PROMPT 1: Write out the abstract on polybenzimidazole composite membranes in full, reproducing every word as given.

Abstract
Composites of polybenzimidazole (PBI) with proton-exchanged AMH-3 and swollen AMH-3 were prepared, characterized by electron microscopy and X-ray scattering and tested for hydrogen/carbon dioxide ideal selectivity. Proton-exchanged AMH-3 was prepared under mild conditions by the ion exchange of Sr and Na cations in the original AMH-3 using aqueous solution of dl-histidine. Swollen AMH-3 was prepared by sequential intercalation of dodecylamine following the ion exchange in the presence of dl-histidine. Both silicate materials were introduced into a continuous phase of PBI as a selective phase. Mixed matrix nanocomposite membranes, prepared under certain casting conditions, with only 3 wt% of swollen AMH-3 present substantial increase of hydrogen/carbon dioxide ideal selectivity at 35 °C, i.e., more than by a factor of 2 compared to pure PBI membranes (40 vs. 15). Similar ideal selectivity was observed using higher loadings (e.g., 14%) of proton-exchanged AMH-3 particles suggesting that transport of hydrogen is faster than carbon dioxide in AMH-3-derived silicates. However, the ideal selectivity of mixed matrix membranes approaches that of pure polymer as the operating temperature increases to 100 °C and 200 °C. The composite membranes with AMH-3-derived materials were compared with MCM-22/PBI membranes. Composite membranes incorporating MCM-22 plate-like crystals show no selectivity enhancements possibly due to the presence of larger pores in MCM-22.

PROMPT 2: Pull out each line of the records that contains the string "manhole", treating uppercase and lowercase as distinct.

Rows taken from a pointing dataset

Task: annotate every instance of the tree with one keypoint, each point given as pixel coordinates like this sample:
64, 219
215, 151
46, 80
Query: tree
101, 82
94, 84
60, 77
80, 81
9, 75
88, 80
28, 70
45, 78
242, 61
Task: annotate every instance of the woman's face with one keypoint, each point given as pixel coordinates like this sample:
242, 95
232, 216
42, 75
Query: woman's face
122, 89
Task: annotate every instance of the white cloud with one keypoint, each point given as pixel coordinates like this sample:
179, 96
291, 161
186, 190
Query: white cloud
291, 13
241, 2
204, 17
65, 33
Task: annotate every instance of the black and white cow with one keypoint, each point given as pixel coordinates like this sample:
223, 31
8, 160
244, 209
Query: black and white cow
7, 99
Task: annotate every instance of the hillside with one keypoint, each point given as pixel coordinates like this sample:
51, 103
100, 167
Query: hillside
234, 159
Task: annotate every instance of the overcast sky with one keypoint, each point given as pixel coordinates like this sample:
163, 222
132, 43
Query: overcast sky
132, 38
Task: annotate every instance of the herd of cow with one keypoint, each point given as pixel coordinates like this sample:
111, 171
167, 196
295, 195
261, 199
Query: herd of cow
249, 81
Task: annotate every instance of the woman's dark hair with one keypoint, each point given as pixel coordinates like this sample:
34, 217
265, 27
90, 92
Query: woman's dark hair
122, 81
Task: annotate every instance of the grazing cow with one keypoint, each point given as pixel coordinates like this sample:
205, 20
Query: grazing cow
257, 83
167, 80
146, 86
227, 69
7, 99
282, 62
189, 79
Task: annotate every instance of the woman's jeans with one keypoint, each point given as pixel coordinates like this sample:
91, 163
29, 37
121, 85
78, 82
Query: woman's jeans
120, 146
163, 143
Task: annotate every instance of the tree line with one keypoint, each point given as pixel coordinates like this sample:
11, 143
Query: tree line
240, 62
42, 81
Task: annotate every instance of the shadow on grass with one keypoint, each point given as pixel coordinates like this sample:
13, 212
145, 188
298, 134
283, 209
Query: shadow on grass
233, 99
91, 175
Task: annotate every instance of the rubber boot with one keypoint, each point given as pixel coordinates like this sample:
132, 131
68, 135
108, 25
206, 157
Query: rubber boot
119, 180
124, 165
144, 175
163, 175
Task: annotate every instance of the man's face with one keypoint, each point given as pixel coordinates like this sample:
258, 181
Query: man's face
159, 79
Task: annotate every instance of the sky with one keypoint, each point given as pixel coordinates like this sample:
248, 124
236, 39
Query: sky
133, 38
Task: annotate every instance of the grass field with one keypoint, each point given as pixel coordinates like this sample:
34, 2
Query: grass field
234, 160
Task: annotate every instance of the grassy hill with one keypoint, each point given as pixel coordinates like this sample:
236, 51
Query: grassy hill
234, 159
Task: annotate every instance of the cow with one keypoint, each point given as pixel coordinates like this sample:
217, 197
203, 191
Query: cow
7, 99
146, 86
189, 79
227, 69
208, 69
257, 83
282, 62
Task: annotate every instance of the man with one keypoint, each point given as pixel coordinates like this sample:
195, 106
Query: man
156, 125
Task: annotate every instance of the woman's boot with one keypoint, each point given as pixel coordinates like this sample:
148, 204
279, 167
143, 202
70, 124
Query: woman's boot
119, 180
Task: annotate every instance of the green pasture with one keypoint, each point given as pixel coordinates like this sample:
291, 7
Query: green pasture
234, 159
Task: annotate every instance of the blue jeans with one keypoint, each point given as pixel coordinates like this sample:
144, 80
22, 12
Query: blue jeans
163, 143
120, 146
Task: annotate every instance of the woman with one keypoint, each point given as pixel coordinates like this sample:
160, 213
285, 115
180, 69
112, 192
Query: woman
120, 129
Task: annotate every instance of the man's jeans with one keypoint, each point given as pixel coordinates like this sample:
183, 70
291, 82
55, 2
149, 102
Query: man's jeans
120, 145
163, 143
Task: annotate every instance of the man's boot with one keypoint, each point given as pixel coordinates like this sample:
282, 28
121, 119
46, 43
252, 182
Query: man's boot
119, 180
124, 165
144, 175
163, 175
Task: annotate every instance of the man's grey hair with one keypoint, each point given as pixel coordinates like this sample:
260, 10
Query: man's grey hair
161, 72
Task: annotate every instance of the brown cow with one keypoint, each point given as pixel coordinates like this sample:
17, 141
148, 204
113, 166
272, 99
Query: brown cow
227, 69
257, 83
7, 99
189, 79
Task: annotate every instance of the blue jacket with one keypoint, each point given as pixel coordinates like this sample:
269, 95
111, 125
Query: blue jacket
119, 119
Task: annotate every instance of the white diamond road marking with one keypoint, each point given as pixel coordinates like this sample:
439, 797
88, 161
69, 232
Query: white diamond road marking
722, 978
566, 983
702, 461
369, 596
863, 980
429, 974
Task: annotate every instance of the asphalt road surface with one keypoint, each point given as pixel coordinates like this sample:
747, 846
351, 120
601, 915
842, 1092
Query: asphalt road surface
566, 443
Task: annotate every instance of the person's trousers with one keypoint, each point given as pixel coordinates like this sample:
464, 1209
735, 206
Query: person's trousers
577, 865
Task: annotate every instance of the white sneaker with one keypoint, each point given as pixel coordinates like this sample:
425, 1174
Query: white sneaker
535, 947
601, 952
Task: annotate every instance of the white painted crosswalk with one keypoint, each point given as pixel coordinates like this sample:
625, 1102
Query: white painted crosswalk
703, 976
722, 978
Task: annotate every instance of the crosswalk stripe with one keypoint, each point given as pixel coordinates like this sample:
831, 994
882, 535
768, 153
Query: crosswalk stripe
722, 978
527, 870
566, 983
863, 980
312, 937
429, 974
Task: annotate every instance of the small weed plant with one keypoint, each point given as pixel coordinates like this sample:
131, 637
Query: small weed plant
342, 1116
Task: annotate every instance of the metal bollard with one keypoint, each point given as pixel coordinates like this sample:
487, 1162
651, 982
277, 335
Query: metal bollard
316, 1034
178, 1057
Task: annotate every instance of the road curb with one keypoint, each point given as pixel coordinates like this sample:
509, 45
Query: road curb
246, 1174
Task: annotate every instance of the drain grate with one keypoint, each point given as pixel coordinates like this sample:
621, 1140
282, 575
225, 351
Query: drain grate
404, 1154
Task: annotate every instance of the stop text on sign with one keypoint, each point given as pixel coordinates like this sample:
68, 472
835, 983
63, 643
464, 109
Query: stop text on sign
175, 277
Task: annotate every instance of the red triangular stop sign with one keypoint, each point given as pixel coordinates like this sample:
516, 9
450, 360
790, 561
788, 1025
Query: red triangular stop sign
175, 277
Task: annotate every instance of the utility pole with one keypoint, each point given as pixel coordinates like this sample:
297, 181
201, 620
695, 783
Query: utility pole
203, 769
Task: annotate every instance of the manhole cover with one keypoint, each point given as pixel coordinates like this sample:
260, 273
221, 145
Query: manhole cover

COMPLETE RESPONSE 1:
Abstract
Composites of polybenzimidazole (PBI) with proton-exchanged AMH-3 and swollen AMH-3 were prepared, characterized by electron microscopy and X-ray scattering and tested for hydrogen/carbon dioxide ideal selectivity. Proton-exchanged AMH-3 was prepared under mild conditions by the ion exchange of Sr and Na cations in the original AMH-3 using aqueous solution of dl-histidine. Swollen AMH-3 was prepared by sequential intercalation of dodecylamine following the ion exchange in the presence of dl-histidine. Both silicate materials were introduced into a continuous phase of PBI as a selective phase. Mixed matrix nanocomposite membranes, prepared under certain casting conditions, with only 3 wt% of swollen AMH-3 present substantial increase of hydrogen/carbon dioxide ideal selectivity at 35 °C, i.e., more than by a factor of 2 compared to pure PBI membranes (40 vs. 15). Similar ideal selectivity was observed using higher loadings (e.g., 14%) of proton-exchanged AMH-3 particles suggesting that transport of hydrogen is faster than carbon dioxide in AMH-3-derived silicates. However, the ideal selectivity of mixed matrix membranes approaches that of pure polymer as the operating temperature increases to 100 °C and 200 °C. The composite membranes with AMH-3-derived materials were compared with MCM-22/PBI membranes. Composite membranes incorporating MCM-22 plate-like crystals show no selectivity enhancements possibly due to the presence of larger pores in MCM-22.

COMPLETE RESPONSE 2:
Task: annotate every instance of the manhole cover with one keypoint, each point given as pixel coordinates like this sample:
Query: manhole cover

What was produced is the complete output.